■ Quoted text
────────────────────

The most recent Amazon review for EIGHTBALL BOOGIE runs like this:
“Attempt at slick writing in the style of Mickey Spillane, doesn’t quite pull it off. Hope to see more sophisticated, streamlined writing in future. Shows promise but local research insufficient for subject matter.” (three stars) – Frances Heneghan
  10 things about that:
  1. I hadn’t read a single Mickey Spillane novel before writing EIGHTBALL, and I’ve only read two since, the second to confirm that my dislike of Mickey Spillane’s writing wasn’t a knee-jerk reaction.
  2. I too hope to see ‘more sophisticated, streamlined writing’ from myself in the future, providing a particular story requires it. If the story demands a more rough ‘n’ tumble approach, then that’s what it’ll get.
  3. The ‘local research’ for EIGHTBALL entailed living in the place where it’s set for over two decades. Maybe I should have spent three.
  4. Three stars feels about right for a debut novel that throws the proverbial kitchen sink at a Ray Chandler homage. On my bad days, of which there are many, this being one, three stars feels like it errs on the generous side.

────────────────────

■ Given information
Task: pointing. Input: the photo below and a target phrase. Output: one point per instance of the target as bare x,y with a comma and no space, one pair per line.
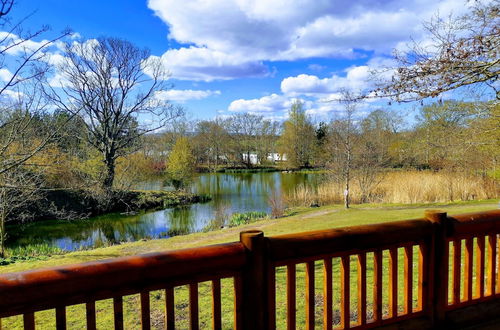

────────────────────

■ The tasks
A) Answer these questions from the EIGHTBALL BOOGIE text, one per line:
(i) How many stars did the Amazon review give?
(ii) For how long did the writer live in the place where the novel is set?
(iii) How many Mickey Spillane novels has the writer read since writing EIGHTBALL?
B) List every person named in the EIGHTBALL BOOGIE text.
C) Output a passage from the EIGHTBALL BOOGIE text, beginning at the words "2. I too hope" and ending after the words "what it’ll get.".

■ Solution set
A)
(i) Three stars.
(ii) Over two decades.
(iii) Two.

B)
Mickey Spillane
Frances Heneghan
Ray Chandler

C)
2. I too hope to see ‘more sophisticated, streamlined writing’ from myself in the future, providing a particular story requires it. If the story demands a more rough ‘n’ tumble approach, then that’s what it’ll get.